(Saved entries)

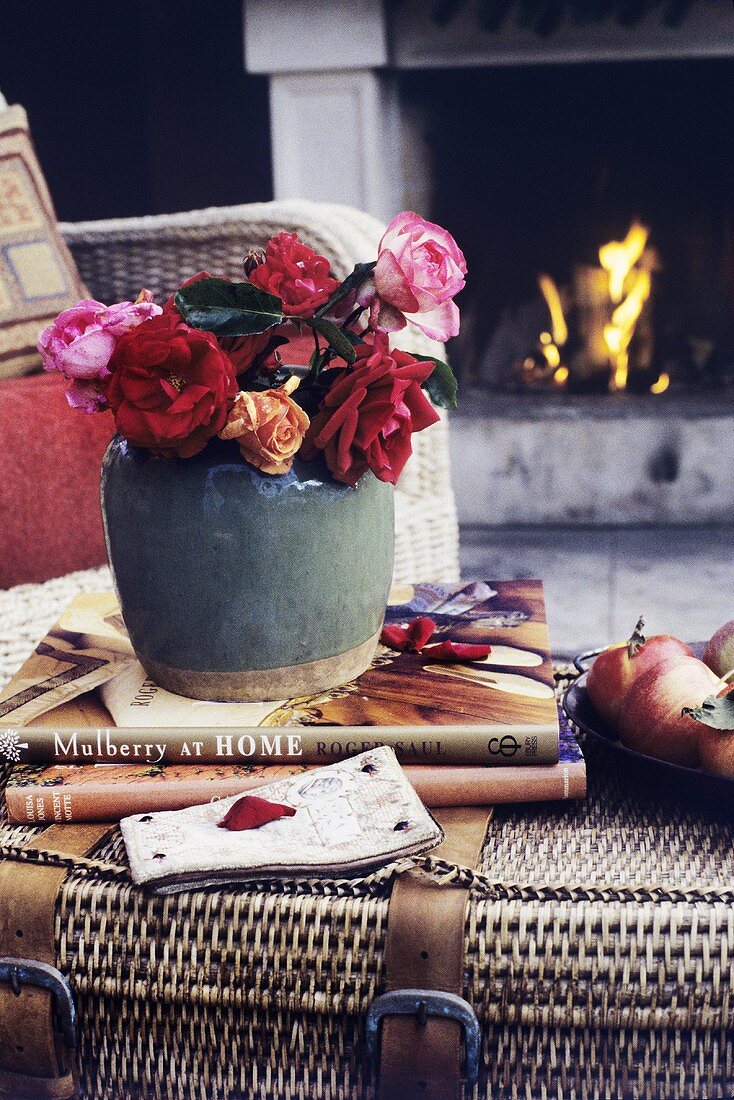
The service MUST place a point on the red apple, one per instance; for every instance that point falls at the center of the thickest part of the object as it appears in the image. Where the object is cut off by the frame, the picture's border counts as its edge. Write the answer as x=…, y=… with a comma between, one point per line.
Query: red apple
x=716, y=747
x=719, y=653
x=650, y=718
x=620, y=666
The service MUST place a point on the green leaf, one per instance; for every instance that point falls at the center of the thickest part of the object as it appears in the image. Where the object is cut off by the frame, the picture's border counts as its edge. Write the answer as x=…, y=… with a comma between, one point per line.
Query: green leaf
x=228, y=309
x=358, y=276
x=440, y=385
x=715, y=711
x=335, y=337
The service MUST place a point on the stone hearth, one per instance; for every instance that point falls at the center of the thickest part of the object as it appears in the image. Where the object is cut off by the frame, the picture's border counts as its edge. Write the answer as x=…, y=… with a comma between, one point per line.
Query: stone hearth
x=593, y=461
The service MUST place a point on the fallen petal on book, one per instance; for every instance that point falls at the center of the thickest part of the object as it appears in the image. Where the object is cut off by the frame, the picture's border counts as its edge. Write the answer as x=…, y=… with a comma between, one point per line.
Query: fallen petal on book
x=409, y=638
x=251, y=812
x=457, y=651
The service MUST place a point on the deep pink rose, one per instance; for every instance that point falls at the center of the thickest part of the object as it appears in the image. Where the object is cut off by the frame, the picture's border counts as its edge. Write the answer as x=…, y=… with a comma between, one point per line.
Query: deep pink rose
x=419, y=271
x=80, y=342
x=370, y=413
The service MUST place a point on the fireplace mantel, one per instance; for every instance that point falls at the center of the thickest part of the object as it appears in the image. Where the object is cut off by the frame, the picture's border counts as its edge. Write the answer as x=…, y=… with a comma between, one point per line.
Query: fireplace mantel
x=339, y=132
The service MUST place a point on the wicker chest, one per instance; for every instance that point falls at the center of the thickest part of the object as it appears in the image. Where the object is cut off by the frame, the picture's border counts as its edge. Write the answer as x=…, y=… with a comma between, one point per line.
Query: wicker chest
x=599, y=958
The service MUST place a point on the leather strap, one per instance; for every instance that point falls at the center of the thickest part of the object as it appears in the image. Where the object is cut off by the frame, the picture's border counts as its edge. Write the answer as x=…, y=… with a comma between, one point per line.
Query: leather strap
x=33, y=1062
x=425, y=949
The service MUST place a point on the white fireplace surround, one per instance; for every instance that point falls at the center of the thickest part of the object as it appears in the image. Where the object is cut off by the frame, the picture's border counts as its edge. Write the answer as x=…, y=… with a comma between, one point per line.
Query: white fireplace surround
x=339, y=131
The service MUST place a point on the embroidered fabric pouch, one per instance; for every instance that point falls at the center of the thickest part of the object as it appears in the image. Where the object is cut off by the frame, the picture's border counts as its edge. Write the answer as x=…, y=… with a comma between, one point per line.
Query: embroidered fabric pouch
x=351, y=817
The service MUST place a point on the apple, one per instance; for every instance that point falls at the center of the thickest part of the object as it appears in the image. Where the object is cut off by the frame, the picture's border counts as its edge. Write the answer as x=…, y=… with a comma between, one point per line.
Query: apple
x=716, y=747
x=621, y=664
x=650, y=718
x=719, y=653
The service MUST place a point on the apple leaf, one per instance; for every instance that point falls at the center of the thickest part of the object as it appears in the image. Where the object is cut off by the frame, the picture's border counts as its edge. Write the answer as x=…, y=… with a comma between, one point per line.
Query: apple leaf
x=228, y=309
x=440, y=385
x=636, y=639
x=716, y=711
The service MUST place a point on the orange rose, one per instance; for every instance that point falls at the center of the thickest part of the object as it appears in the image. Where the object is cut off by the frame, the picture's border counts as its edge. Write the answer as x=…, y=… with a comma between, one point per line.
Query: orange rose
x=270, y=428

TASK DETAILS: All of the data must be given again exactly, without the pictures.

THE ANSWER:
The service MUST place a point on the red apple, one per instance; for every instance that point falls at the center of the thickest part of the object as it appears in the image. Where the object is cut off by the frame, the picture's border counts as its edge. Write the answer as x=…, y=… with a comma between, one point per line.
Query: red apple
x=716, y=747
x=719, y=653
x=650, y=718
x=620, y=666
The service MUST place a point on the green leaf, one per instance; for every instance that point falls at the center of the thickest part of the object as it appears in the image. Where the object is cut off by the frame, the picture's border counts as its edge. Write the answer as x=…, y=… with a comma between, one point per line.
Query: green leaf
x=228, y=309
x=358, y=276
x=440, y=385
x=715, y=711
x=335, y=337
The service MUST place a point on the stone hearth, one per instance; for every instance that point falls at the center of the thickest part of the object as it appears in the image. Where the object is cut off by the frame, the picture's border counts as its edge. Write the answer as x=…, y=… with a comma between, one point per line.
Query: stone hearth
x=593, y=461
The service MUST place a point on the fallen petal on book, one per instance; for every instance that point falls at the center of the thickest part of the object as it appears in the image. Where the object is cut off by the frame, the picture's border counts as its edge. Write the answer as x=…, y=… with a comma between, one point per line.
Query: fallen petal on book
x=409, y=638
x=251, y=812
x=457, y=651
The service MUST place a point on the deep pink rose, one per instance; for every instance that point falls at the center of the thickest part of the object as it appears in the image. Where the object is cut off by the frame, the picture's border counts as its edge. Write the answer as x=…, y=… with a comma between, one point per line.
Query: deep pink rose
x=419, y=271
x=80, y=342
x=370, y=413
The service MUST place a point on the fireplace mantel, one per instance; for every instance that point falls at the center of the thickest part of the object as it appears in the image. Where the object is cut off by the frame, the picture's border counts as its edge. Write the answer as x=…, y=… with a comma between, one point per line.
Query: fireplace mantel
x=339, y=132
The service MUST place a point on the wicker chest, one per instance; for every instance that point falls at the center of the thickest part of the object as it appears in the image. Where the object is cut off by the frame, the picture's border counts as its edge. Write the answer as x=…, y=… with a comma between, one point per line.
Query: wicker chest
x=599, y=958
The service MUST place a point on the leather strap, one per instance; for every instance that point falls at the center of the thickest part of the object as it appears in the image. Where the object is cut off by the frame, the picture's border counts as its edge. Write the answer as x=…, y=… with a comma between, one point per line.
Query: leather strap
x=33, y=1062
x=425, y=949
The service MUST place a point on the white fireplace surround, one per instance; for every instance that point falls at the center of the thickest part of the object as it appears in the image. Where the object is cut off by the frame, the picture's border counts as its edge. Write the answer as x=…, y=… with a comma between, one point per line.
Query: white fireplace surround
x=339, y=131
The service MUST place a point on the embroidered fabric pouch, one per instance; for every instance that point falls at the center of the thickest part of the object as it appears in the image. Where the object is cut off by the frame, the picture's border counts as its edge. Write the answer as x=…, y=… with a comma between, one point per line.
Query: embroidered fabric pouch
x=351, y=817
The service MUST place a point on the apple, one per instance; for every instance that point falls at the center of the thickest part of the object as it appears in the image. Where the object is cut off by the frame, the picture's border counts as its edge. Write the answer as x=…, y=… with a comma between, one point per line.
Query: apple
x=716, y=747
x=621, y=664
x=650, y=718
x=719, y=653
The service MUST place a point on the apple leaf, one per instance; for every instance that point falls at the center of the thickest part of the object as it appears in the image. Where the object is cut off by the frame, the picture's border counts as its edge. Write the answer as x=…, y=… with a comma between, one point per line.
Query: apple leaf
x=228, y=309
x=440, y=385
x=636, y=639
x=716, y=711
The service MUST place a point on the orange rose, one per instance; for every instance that point falls at the center of the thickest part of the object as it appears in the image. Where the object is cut off by the frame, the picture's border counts as its edge. Write the answer as x=…, y=… with a comma between, one point per line.
Query: orange rose
x=270, y=428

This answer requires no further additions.